Short problem: Return each entry exactly, omitting nothing.

+-------+

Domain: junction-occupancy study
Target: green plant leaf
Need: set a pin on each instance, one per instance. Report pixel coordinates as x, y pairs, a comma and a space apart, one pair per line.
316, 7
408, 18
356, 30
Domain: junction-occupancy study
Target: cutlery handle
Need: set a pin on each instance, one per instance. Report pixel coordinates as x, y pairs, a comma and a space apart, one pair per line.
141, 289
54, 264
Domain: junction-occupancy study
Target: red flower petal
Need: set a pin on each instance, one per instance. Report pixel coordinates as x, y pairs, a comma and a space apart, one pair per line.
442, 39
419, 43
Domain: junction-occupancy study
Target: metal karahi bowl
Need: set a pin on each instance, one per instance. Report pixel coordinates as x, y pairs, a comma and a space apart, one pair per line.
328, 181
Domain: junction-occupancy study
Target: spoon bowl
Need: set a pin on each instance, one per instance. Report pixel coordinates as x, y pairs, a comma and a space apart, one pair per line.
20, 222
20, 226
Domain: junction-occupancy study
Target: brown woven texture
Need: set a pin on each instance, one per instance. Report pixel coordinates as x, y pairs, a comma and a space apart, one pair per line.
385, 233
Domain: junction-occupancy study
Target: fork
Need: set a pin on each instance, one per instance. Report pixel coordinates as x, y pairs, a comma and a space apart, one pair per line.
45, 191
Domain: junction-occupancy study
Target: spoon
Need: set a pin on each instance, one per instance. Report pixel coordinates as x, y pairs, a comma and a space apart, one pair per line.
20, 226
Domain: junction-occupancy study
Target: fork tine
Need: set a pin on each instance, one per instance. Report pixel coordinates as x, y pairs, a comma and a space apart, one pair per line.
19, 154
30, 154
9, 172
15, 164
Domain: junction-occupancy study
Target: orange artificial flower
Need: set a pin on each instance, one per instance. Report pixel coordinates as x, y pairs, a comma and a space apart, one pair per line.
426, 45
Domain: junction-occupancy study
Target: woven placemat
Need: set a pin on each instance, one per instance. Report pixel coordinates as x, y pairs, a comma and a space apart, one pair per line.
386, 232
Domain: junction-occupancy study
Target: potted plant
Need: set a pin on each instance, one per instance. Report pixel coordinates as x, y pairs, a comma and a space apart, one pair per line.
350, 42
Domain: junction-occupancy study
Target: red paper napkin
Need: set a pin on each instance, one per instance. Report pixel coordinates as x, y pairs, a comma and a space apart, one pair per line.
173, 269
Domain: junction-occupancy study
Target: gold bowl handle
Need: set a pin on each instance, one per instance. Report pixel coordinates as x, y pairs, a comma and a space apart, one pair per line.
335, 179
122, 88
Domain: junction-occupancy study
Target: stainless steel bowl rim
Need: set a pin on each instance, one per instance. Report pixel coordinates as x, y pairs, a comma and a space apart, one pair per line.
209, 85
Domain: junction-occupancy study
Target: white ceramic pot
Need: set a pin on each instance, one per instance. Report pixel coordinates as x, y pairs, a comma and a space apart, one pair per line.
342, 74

+-------+

Solution to this problem:
Domain: junction-occupancy study
Target: green plant leaf
Need: set a pin on each instance, one per instance. Report pixel coordinates as x, y pairs, a comma and a space apart, one pair per line.
316, 7
408, 18
356, 30
Domain: junction-occupancy study
Target: cutlery handle
Need: set a pin on each instance, one per instance. Report pixel coordinates as x, y pairs, a comma and a space apart, one pair per line.
141, 289
54, 264
Domain: junction-occupancy study
Target: red flower petal
Need: set a pin on each instance, one per instance. Report pixel coordinates as x, y pairs, a comma and a space apart, one pair per line.
442, 39
419, 43
Domain: junction-occupancy study
Target: metal karahi bowl
Need: set a pin on each instance, one per instance. Report pixel coordinates as x, y pairs, a comma and a space apart, one pair per line.
328, 181
Domain: junction-occupancy study
Target: spoon bowl
Need: set a pin on each instance, one per instance. Report pixel coordinates as x, y pairs, a comma and a space apart, one pair per line.
20, 222
20, 226
Domain: junction-occupancy study
Target: brown woven texture
Need: set a pin on each instance, one per instance. Report pixel coordinates as x, y pairs, a comma and a space apart, one pair per line.
385, 233
Domain: junction-occupancy study
Target: fork
Need: set a pin on each instance, one per instance. Report pixel coordinates as x, y pairs, a comma and a space apart, one pair per line.
45, 191
Domain: junction-occupancy study
Target: spoon
Need: set a pin on each instance, one per instance. Report pixel coordinates as x, y pairs, a comma and a space apart, one pair per line.
20, 226
Domain: junction-occupancy study
Target: fork tine
Need: set a pin on each instance, one per instance. Report pixel coordinates as x, y pairs, a comma and a space apart, one pair per line.
19, 154
30, 154
9, 172
15, 164
Domain: junction-occupancy study
Target: orange artificial flower
Need: set a pin on each instance, one per instance. Report pixel coordinates as x, y pairs, a comma and a space apart, one pair per line.
426, 45
Domain: junction-occupancy study
Target: woven placemat
Need: set a pin on each instance, one per instance. Report pixel coordinates as x, y pairs, a comma and a space apart, one pair per line.
386, 232
Domain: junction-occupancy study
Target: potted plant
Need: set a pin on each instance, one per instance. Report pixel coordinates as x, y pairs, a comma and a space apart, one pair per line.
350, 42
Domain: junction-occupancy study
Target: red paper napkin
Need: set a pin on each instance, one per instance. Report pixel coordinates as x, y pairs, a comma and a space apart, one pair per line.
173, 269
Domain: junction-occupancy study
Target: gold bowl handle
Need: set a pin on each instance, one per instance. Report pixel coordinates as x, y pairs, a comma and a space apart, one pair per line.
335, 179
122, 88
Domain: junction-occupancy study
Target: stainless steel bowl rim
Need: set a pin on each instance, one per instance. Report pixel coordinates as x, y pairs, a comma and a space apart, one pair per line.
209, 85
Domain: junction-occupancy study
Target: white ceramic pot
Need: set a pin on each instance, one per instance. Report pixel coordinates as x, y pairs, a comma and a space apart, one pair per line.
342, 74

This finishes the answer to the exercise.